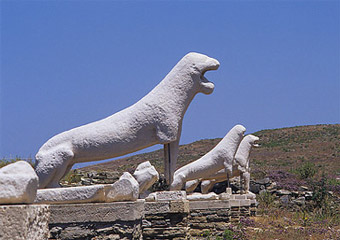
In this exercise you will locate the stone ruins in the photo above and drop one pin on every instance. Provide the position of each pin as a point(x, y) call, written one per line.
point(126, 209)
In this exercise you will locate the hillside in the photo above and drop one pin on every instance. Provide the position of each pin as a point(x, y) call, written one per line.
point(284, 149)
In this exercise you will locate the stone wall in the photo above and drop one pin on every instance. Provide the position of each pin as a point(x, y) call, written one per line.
point(166, 220)
point(176, 219)
point(118, 220)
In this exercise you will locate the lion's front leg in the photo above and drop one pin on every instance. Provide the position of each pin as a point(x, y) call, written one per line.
point(170, 160)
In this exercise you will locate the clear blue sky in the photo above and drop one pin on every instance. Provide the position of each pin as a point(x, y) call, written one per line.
point(68, 63)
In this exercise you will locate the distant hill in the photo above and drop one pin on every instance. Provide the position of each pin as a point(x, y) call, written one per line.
point(284, 148)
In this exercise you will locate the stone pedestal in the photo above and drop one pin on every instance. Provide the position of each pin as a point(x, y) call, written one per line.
point(166, 220)
point(117, 220)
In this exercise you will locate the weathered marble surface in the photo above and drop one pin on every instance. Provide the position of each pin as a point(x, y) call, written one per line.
point(155, 119)
point(146, 175)
point(18, 222)
point(202, 197)
point(83, 194)
point(221, 156)
point(125, 189)
point(18, 183)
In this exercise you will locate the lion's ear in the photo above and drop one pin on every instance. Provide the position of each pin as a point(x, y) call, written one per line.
point(166, 133)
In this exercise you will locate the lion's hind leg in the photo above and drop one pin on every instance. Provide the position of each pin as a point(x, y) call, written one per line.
point(52, 166)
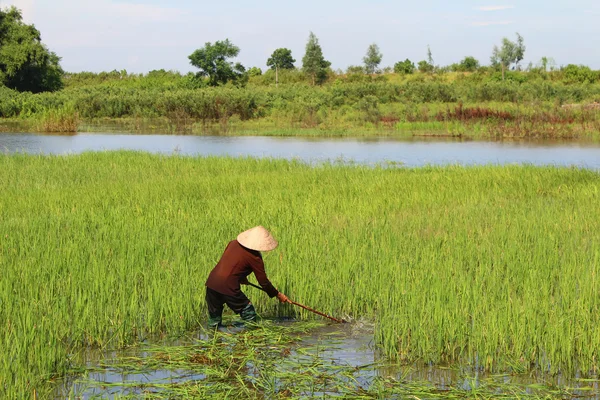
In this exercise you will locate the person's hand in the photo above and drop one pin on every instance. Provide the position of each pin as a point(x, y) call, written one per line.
point(283, 298)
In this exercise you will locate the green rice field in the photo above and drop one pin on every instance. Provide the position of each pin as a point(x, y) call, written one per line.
point(495, 267)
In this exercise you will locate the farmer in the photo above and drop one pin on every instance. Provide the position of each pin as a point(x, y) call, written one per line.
point(240, 258)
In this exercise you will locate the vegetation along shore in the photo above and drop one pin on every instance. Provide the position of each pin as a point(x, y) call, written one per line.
point(502, 99)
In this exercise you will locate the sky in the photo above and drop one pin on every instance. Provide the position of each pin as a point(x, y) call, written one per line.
point(143, 35)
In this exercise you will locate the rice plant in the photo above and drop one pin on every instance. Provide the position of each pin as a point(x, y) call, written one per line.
point(495, 267)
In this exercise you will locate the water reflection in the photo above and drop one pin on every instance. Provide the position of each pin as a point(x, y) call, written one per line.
point(410, 152)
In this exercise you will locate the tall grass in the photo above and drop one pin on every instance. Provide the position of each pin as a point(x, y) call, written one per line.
point(492, 266)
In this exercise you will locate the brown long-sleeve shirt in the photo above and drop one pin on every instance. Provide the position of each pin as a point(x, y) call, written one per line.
point(236, 263)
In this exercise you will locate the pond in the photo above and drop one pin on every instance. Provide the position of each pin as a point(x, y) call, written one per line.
point(338, 360)
point(409, 152)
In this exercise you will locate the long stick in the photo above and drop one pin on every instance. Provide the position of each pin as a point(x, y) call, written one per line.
point(339, 321)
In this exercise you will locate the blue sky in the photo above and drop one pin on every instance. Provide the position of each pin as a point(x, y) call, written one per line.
point(142, 35)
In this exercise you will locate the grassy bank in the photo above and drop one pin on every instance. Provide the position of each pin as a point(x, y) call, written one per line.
point(450, 104)
point(496, 267)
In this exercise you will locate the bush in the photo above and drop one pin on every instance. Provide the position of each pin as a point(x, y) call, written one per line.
point(404, 67)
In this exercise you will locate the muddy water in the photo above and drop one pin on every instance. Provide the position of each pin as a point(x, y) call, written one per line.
point(409, 152)
point(330, 346)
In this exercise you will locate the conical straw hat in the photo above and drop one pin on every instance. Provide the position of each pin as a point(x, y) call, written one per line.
point(257, 238)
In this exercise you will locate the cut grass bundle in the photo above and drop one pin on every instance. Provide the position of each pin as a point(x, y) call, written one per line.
point(495, 267)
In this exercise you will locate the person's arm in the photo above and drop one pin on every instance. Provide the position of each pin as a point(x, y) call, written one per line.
point(258, 267)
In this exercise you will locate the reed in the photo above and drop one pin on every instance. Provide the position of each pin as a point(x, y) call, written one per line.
point(62, 120)
point(495, 267)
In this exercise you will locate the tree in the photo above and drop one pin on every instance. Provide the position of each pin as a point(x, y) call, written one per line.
point(281, 59)
point(313, 62)
point(429, 56)
point(212, 60)
point(546, 62)
point(404, 67)
point(26, 64)
point(469, 64)
point(510, 53)
point(372, 59)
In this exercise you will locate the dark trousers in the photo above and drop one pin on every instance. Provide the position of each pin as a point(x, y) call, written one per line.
point(215, 302)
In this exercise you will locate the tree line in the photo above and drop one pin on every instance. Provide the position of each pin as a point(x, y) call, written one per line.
point(26, 64)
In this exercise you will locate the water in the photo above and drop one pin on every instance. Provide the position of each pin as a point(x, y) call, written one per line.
point(336, 348)
point(409, 152)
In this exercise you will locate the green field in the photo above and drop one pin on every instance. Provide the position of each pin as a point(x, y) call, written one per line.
point(495, 267)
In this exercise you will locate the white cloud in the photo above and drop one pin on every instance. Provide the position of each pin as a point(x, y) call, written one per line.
point(26, 7)
point(488, 23)
point(494, 8)
point(144, 12)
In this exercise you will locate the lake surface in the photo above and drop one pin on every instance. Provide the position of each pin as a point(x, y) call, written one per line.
point(330, 349)
point(409, 152)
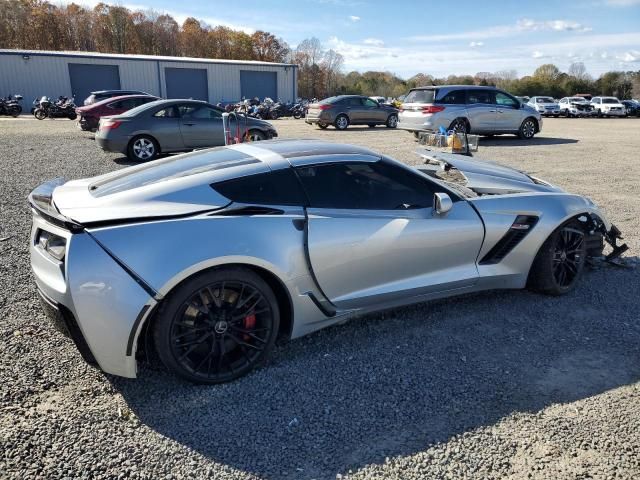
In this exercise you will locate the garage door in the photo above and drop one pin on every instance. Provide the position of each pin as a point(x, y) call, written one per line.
point(186, 83)
point(86, 78)
point(259, 84)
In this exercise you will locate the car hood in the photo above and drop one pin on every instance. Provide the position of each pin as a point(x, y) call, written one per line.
point(481, 176)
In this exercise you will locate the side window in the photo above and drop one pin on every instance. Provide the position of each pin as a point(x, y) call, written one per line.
point(454, 97)
point(480, 96)
point(169, 112)
point(198, 112)
point(507, 101)
point(373, 186)
point(280, 187)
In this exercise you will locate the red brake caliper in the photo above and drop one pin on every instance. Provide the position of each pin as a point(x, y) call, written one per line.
point(249, 324)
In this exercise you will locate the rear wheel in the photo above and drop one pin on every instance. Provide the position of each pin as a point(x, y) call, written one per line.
point(143, 149)
point(560, 262)
point(527, 129)
point(459, 125)
point(341, 123)
point(217, 326)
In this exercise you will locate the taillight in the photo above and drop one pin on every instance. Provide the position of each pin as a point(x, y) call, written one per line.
point(432, 109)
point(109, 124)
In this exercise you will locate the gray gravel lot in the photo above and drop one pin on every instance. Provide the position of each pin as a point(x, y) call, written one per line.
point(495, 385)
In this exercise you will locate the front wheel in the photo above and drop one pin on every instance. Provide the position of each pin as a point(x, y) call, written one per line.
point(527, 129)
point(560, 262)
point(217, 326)
point(142, 149)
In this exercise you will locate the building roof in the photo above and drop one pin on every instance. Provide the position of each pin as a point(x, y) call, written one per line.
point(121, 56)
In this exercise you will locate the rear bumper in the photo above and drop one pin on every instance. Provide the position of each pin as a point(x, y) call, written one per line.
point(91, 298)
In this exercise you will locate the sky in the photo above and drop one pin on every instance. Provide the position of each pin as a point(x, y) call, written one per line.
point(438, 37)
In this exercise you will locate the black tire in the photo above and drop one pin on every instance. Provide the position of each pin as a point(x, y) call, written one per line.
point(341, 122)
point(459, 125)
point(256, 136)
point(560, 261)
point(226, 315)
point(143, 148)
point(528, 129)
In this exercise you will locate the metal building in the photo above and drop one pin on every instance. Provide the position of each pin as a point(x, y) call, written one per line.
point(33, 73)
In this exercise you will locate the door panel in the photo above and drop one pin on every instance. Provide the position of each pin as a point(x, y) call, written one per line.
point(481, 109)
point(363, 257)
point(508, 113)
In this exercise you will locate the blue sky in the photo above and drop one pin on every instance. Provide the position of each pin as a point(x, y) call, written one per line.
point(439, 38)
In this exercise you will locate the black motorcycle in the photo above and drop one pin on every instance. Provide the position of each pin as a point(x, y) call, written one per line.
point(62, 108)
point(11, 105)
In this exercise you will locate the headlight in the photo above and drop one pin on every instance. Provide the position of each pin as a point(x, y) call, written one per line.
point(54, 245)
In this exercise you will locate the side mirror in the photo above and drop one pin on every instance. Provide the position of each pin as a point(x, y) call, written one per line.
point(442, 203)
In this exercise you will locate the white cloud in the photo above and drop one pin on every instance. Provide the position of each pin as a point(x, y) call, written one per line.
point(498, 31)
point(376, 42)
point(622, 3)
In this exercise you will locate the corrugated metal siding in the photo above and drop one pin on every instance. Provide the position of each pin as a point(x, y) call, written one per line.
point(48, 75)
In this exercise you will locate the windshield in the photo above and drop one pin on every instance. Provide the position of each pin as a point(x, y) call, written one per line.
point(170, 168)
point(420, 96)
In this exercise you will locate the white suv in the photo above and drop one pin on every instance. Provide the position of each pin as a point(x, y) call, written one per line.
point(608, 106)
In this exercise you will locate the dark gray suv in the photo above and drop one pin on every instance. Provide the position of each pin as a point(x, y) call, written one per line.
point(345, 110)
point(467, 108)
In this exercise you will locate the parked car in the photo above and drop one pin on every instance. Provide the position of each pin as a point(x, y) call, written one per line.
point(575, 107)
point(209, 257)
point(90, 114)
point(167, 126)
point(608, 107)
point(545, 106)
point(632, 107)
point(470, 109)
point(104, 94)
point(345, 110)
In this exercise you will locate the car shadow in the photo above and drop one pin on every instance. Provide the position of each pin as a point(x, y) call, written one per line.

- - - -

# Instructions to follow
Once you find the line containing "In this exercise you will locate the corrugated", copy it and every line after it through the end of the records, exactly and nothing else.

# Finished task
In this exercise you will locate the corrugated metal siding in the photo above and drop one pin on every instance. Provide the position of each pin as a point(x, y) call, written one per line.
point(48, 75)
In this exercise you will locate the windshield in the photo above and drop one pin on every instance. Provide the position of each pin as a point(x, y) call, written one per line.
point(170, 168)
point(420, 96)
In this exercise you will locate the white suv in the photo above and drop one pin on every instance. Provide the position of each pin as a point(x, y) call, written one per line.
point(608, 106)
In this exercise you will locate the dark gray suv in the photo above and drop one pin on every instance. Provide the position of each pin as a point(x, y) call, written one per line.
point(345, 110)
point(467, 108)
In this exercise you will locate the parked car in the photo above and drop one pin on every instance. Provide the position of each pin as a point(x, y) call, written one per line.
point(575, 107)
point(209, 257)
point(90, 114)
point(167, 126)
point(608, 107)
point(545, 106)
point(632, 107)
point(470, 109)
point(104, 94)
point(345, 110)
In this exercise you will locate the car shadow in the photo above and drop one pin on every instance. Provide the position of each pin as a point(x, y) call, written one per line.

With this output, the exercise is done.